§ Exercise requirements:
Write out every line of the items below again, requests included, and shift each answer point by adding 48 to both its x and its y coordinate.

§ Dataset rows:
+-------+

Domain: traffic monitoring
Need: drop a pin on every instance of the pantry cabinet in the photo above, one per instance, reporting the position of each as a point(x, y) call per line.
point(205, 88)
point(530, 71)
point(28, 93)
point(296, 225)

+-------+

§ Result of the task:
Domain: traffic monitoring
Need: drop a pin on every instance of the pantry cabinet in the photo above, one per instance, reporting the position of each as a point(x, y) call per line.
point(253, 136)
point(578, 119)
point(76, 141)
point(344, 273)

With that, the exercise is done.